SET TASKS>
**A)** Transcribe the part of the passage below on Argentine imports that opens with the words containing "The same observations" and closes with "rams, and stallions.".
**B)** Write the next part of the passage below on Argentine imports and dumping, picking up after its last sentence.

The same observations may be made of a large number of other products imported from abroad. There is nothing better in the United States in the matter of agricultural equipment than that possessed by the Argentine; as for stock-raising, we have only to remember that it is to South America that England sends her best bulls, rams, and stallions.

But from these remarks it must not be concluded that

the Argentine has bought too dearly the glory of an equipment which is modern as compared with that of the old European nations. Of late years it is rather the reverse that has been true. The leading industrial countries, being anxious to sell off their stock on account of an almost general over-production, have been propelled towards the markets of exportation in order to get rid of their surplus. From this has resulted a competition from which the Argentine has in many cases profited, by obtaining industrial products under particularly advantageous conditions. Such has been the case in the matter, for example, of rails; the German trade offered them at £4, 16s. per ton, at a time when the European prices were considerably higher; Germany, however, was supplanted by the factories of the United States, which supplied them at £2, 8s. per ton. This is an application of the new economic process known as dumping, which consists in developing production as far as possible, in order to lower the net cost of production, and then to sell at this net cost price, in foreign markets, all that the producing country fails to absorb.

SUPPLIED MATERIAL>

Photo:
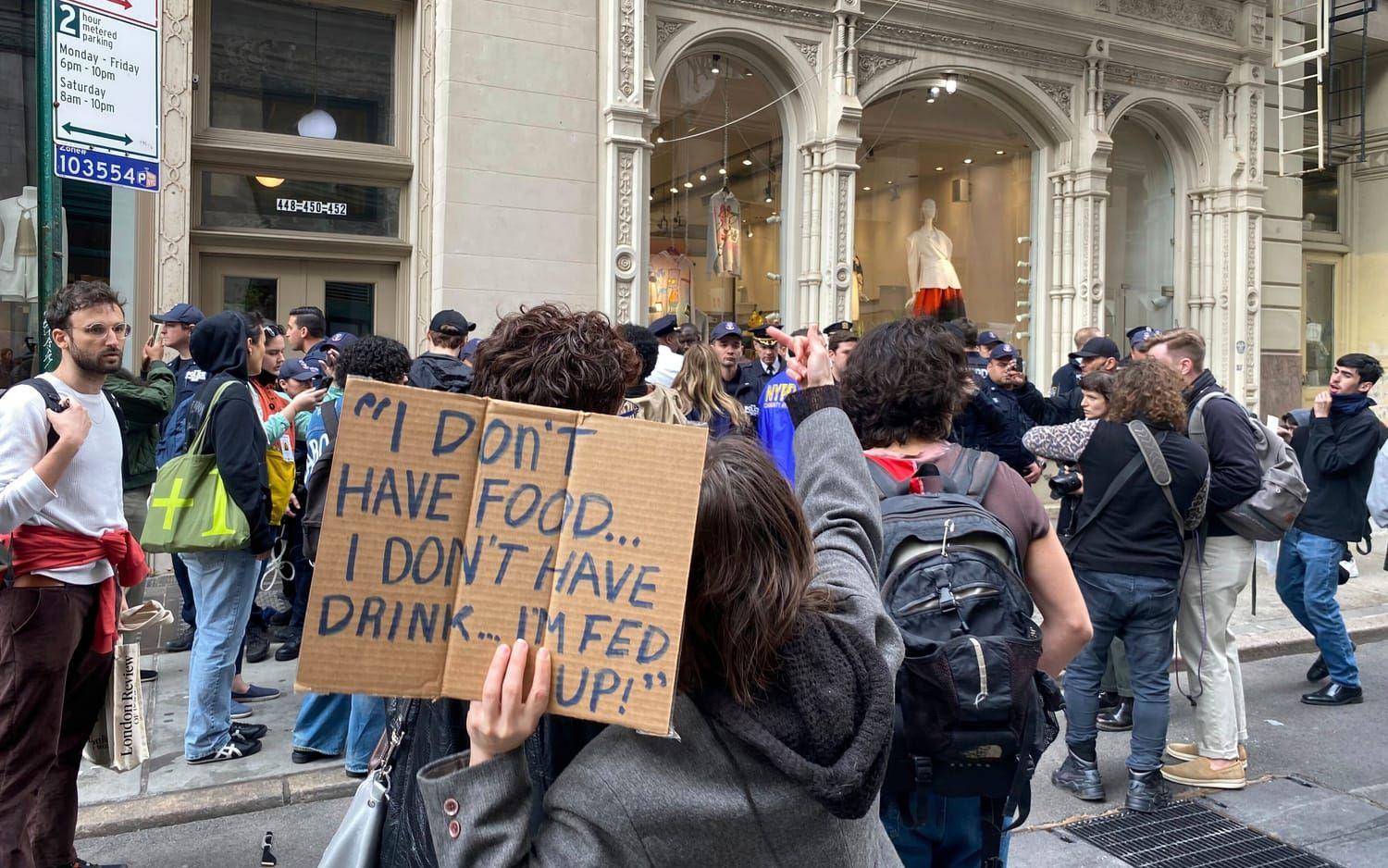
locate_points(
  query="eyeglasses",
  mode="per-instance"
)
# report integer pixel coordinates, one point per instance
(100, 329)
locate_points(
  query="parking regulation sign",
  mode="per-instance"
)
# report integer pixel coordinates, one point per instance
(105, 119)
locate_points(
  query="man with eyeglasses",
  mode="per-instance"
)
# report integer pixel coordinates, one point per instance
(60, 503)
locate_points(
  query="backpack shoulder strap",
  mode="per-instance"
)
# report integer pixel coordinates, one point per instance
(329, 410)
(1157, 465)
(973, 473)
(52, 400)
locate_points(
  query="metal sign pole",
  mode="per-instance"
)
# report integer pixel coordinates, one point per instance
(50, 192)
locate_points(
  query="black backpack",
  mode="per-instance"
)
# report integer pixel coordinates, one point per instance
(316, 488)
(973, 714)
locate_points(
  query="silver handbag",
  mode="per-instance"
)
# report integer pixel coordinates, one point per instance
(357, 840)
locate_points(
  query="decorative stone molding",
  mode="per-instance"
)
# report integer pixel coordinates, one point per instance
(810, 49)
(871, 64)
(1060, 92)
(425, 167)
(625, 180)
(1137, 77)
(665, 30)
(971, 46)
(175, 200)
(626, 50)
(1185, 14)
(763, 8)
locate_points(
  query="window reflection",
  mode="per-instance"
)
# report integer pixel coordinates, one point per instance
(303, 69)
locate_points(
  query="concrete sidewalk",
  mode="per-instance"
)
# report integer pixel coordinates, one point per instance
(168, 790)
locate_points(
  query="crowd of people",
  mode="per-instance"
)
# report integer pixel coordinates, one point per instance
(799, 710)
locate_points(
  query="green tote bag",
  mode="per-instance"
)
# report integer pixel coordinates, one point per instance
(191, 510)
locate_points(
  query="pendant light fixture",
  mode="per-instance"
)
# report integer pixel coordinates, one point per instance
(316, 124)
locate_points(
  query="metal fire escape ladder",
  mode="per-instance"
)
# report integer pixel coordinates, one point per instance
(1348, 78)
(1301, 47)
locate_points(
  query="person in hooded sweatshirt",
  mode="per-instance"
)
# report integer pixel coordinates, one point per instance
(224, 582)
(440, 366)
(785, 689)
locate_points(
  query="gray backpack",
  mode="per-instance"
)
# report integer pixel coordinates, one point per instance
(1279, 501)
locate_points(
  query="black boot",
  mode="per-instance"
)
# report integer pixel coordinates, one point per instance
(1116, 720)
(1080, 776)
(257, 643)
(1146, 790)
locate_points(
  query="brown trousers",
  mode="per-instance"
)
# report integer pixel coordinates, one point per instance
(52, 689)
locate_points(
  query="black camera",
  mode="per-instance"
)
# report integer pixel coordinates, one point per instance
(1065, 484)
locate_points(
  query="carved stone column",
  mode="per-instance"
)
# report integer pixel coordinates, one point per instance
(174, 214)
(624, 180)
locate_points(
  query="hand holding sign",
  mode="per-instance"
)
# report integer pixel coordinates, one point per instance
(504, 718)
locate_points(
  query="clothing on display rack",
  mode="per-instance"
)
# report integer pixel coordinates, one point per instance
(672, 275)
(725, 235)
(19, 246)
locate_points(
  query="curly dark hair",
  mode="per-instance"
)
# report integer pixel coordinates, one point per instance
(374, 357)
(78, 296)
(646, 346)
(551, 355)
(1151, 391)
(908, 379)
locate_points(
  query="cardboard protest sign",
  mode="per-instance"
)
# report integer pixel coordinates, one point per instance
(454, 524)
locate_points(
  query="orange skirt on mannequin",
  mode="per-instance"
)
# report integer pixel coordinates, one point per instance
(944, 304)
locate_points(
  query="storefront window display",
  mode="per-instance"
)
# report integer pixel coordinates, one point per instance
(1141, 232)
(944, 194)
(716, 197)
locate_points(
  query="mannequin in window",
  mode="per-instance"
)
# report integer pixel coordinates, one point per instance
(927, 263)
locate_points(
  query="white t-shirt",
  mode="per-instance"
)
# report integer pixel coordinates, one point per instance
(89, 495)
(666, 366)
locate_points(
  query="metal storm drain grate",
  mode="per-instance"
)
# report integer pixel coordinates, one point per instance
(1188, 835)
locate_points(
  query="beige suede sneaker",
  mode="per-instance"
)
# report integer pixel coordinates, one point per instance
(1198, 773)
(1190, 751)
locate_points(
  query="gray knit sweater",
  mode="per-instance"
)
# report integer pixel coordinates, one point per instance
(705, 798)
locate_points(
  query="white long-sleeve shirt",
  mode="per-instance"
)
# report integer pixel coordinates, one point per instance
(89, 495)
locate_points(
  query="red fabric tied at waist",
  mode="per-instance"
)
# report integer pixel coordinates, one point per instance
(36, 548)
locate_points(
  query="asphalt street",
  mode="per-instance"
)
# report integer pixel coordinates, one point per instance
(1330, 754)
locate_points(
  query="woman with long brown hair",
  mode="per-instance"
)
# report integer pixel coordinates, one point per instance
(700, 386)
(1127, 553)
(785, 699)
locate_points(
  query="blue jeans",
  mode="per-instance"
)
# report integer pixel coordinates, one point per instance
(189, 610)
(1307, 577)
(224, 589)
(1138, 610)
(335, 723)
(948, 832)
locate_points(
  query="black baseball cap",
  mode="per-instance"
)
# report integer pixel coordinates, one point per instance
(663, 325)
(1097, 347)
(450, 322)
(725, 329)
(341, 341)
(182, 313)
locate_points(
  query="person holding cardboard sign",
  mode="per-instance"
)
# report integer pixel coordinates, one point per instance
(783, 714)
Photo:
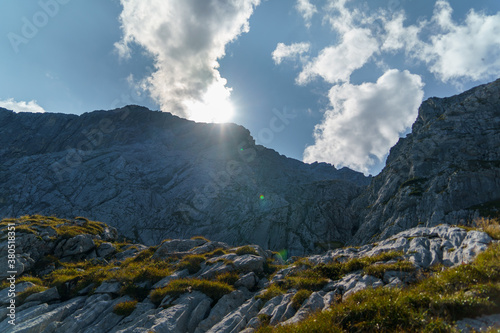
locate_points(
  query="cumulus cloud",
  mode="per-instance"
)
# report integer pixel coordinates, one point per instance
(453, 51)
(283, 51)
(464, 51)
(307, 10)
(186, 39)
(21, 106)
(337, 63)
(366, 120)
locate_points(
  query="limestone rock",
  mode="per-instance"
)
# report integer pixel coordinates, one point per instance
(439, 173)
(224, 306)
(154, 176)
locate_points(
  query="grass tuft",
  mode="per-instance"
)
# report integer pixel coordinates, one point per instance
(431, 305)
(246, 250)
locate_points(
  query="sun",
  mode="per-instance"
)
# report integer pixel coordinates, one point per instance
(215, 106)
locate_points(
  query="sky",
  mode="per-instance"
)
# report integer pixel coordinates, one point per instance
(336, 81)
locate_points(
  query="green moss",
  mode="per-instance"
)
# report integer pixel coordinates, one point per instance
(125, 308)
(213, 289)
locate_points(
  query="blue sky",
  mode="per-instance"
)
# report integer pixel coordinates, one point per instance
(328, 80)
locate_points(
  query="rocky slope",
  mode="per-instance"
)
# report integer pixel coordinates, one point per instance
(445, 171)
(153, 175)
(74, 276)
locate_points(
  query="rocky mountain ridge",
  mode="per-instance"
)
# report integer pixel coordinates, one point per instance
(446, 171)
(154, 175)
(74, 276)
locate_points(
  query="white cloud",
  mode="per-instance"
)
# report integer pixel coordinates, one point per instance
(21, 106)
(336, 63)
(400, 37)
(464, 51)
(186, 39)
(453, 51)
(283, 51)
(307, 10)
(366, 120)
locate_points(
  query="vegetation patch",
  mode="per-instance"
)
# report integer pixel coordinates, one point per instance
(213, 289)
(128, 273)
(21, 297)
(431, 305)
(125, 308)
(489, 225)
(200, 238)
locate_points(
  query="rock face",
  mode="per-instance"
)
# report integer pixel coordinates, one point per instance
(69, 307)
(155, 176)
(439, 173)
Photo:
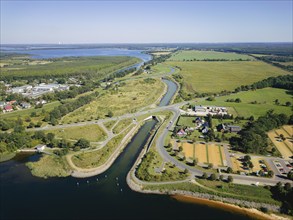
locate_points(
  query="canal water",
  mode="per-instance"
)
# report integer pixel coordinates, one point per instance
(106, 196)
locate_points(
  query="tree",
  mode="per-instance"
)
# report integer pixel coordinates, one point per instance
(229, 170)
(82, 143)
(210, 165)
(221, 177)
(110, 114)
(290, 175)
(270, 173)
(50, 137)
(230, 179)
(204, 176)
(247, 158)
(213, 177)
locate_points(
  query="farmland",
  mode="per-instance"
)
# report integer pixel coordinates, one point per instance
(192, 55)
(204, 154)
(92, 133)
(96, 67)
(211, 77)
(263, 99)
(285, 147)
(123, 99)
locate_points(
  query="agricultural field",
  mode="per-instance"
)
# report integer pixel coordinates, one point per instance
(285, 147)
(124, 99)
(197, 55)
(92, 133)
(96, 67)
(211, 77)
(264, 98)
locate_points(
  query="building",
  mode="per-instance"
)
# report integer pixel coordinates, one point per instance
(8, 108)
(181, 132)
(25, 105)
(40, 147)
(233, 128)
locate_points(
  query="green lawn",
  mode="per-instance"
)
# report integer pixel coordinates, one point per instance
(210, 77)
(124, 99)
(92, 133)
(186, 121)
(265, 98)
(49, 166)
(202, 55)
(98, 157)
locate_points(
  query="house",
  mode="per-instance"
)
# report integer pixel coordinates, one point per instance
(175, 147)
(40, 147)
(25, 105)
(181, 132)
(11, 102)
(233, 128)
(8, 108)
(199, 109)
(2, 104)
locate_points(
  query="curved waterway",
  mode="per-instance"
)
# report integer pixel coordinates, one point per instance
(106, 196)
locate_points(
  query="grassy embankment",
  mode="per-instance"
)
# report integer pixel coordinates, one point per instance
(92, 133)
(121, 125)
(202, 55)
(214, 76)
(153, 161)
(120, 100)
(97, 67)
(49, 166)
(227, 190)
(264, 99)
(97, 158)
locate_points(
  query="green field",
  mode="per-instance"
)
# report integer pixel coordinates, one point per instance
(265, 101)
(125, 99)
(49, 166)
(192, 55)
(205, 77)
(93, 133)
(98, 157)
(96, 67)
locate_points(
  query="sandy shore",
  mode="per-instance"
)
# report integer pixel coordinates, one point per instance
(252, 213)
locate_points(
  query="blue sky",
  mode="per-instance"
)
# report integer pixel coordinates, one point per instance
(145, 21)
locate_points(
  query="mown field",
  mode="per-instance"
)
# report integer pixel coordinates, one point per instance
(70, 66)
(265, 101)
(92, 133)
(192, 55)
(125, 99)
(209, 77)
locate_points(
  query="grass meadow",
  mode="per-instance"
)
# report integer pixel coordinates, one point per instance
(265, 101)
(211, 55)
(210, 77)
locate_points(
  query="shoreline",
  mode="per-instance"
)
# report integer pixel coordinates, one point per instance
(188, 197)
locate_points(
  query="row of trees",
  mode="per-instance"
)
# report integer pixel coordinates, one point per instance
(282, 82)
(253, 138)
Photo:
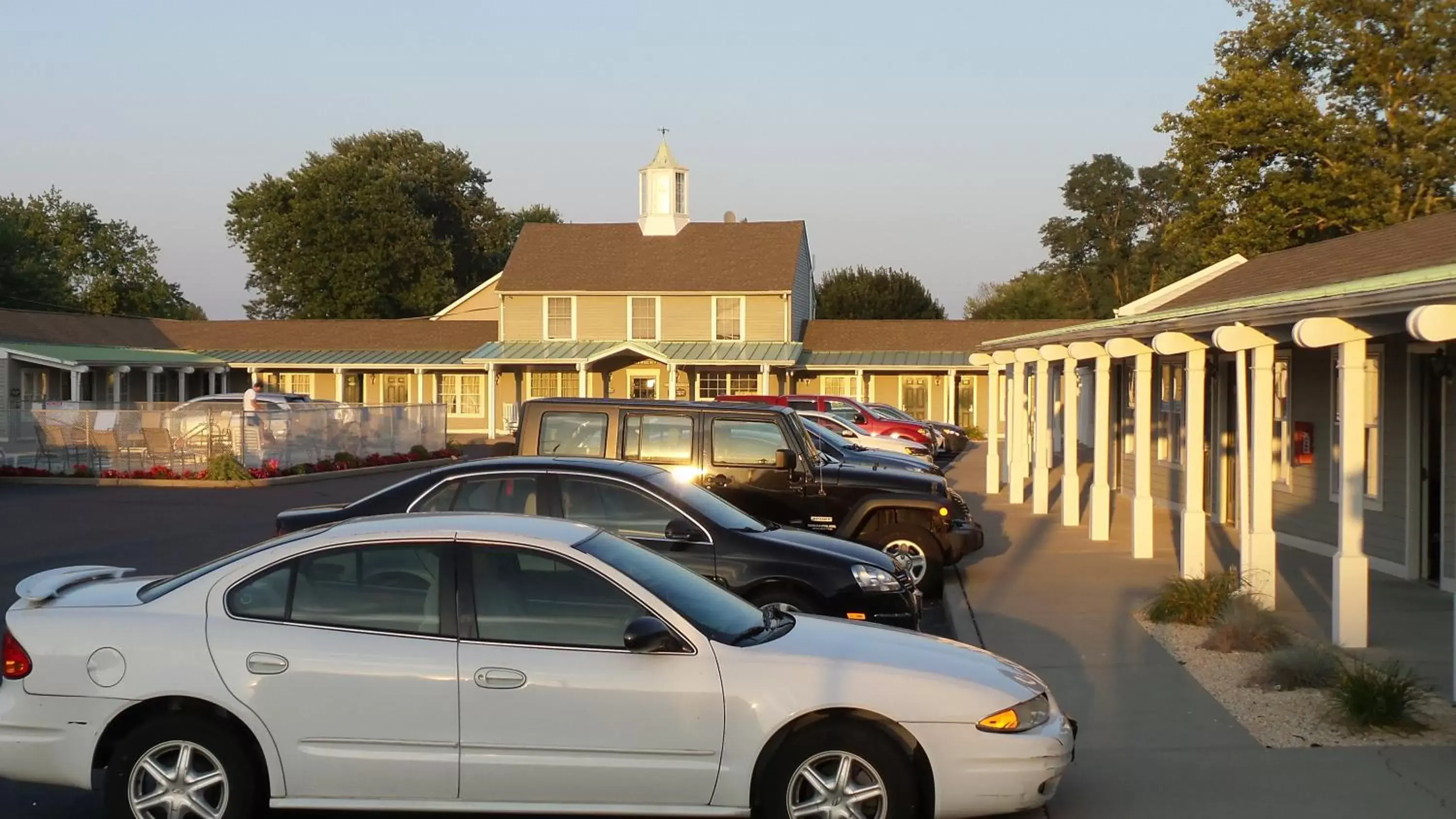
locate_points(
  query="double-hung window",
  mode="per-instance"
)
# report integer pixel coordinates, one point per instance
(561, 318)
(461, 393)
(1373, 407)
(643, 318)
(728, 318)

WRITTEN RESPONSES>
**A)**
The same observations may be made of a large number of other products imported from abroad. There is nothing better in the United States in the matter of agricultural equipment than that possessed by the Argentine; as for stock-raising, we have only to remember that it is to South America that England sends her best bulls, rams, and stallions.

**B)**
All the nations we have cited are the actual consumers of Argentine products; but it is to be hoped that yet other markets will be opened, attracted by the abundance and the quality of these products.

Among these countries disposed to trade with the Argentine we must mention the Japanese Empire, which is endeavouring to develop its trade upon a reciprocal basis, and has sent a commission of delegates to Buenos Ayres, who were instructed to obtain complete and practical data as to the possibility of establishing a mutual trade with the young South American nation.

The Japanese commissioners have accomplished their trade with the earnest application characteristic of their countrymen, and after studying the question for more than a year they have arrived at the conclusion that many Argentine products, and among them wools, hides, and flour, might find an extensive outlet in Japan; but only if imported free from the expenses imposed by the European middleman.

Pursuing their investigations, the Japanese Commissioners

discovered that the great difficulty in the way of a direct trade between the Argentine and Japan consists in the fact that there is no direct line of steamers; but this obstacle might be overcome by an arrangement with the Toyo-Yusen-Kaisha Company, which would establish a direct service to Buenos Ayres via Cape Town in forty-five days; at present the voyage takes seventy days. This arrangement would lead to a reduction of 75 per cent. on the freights.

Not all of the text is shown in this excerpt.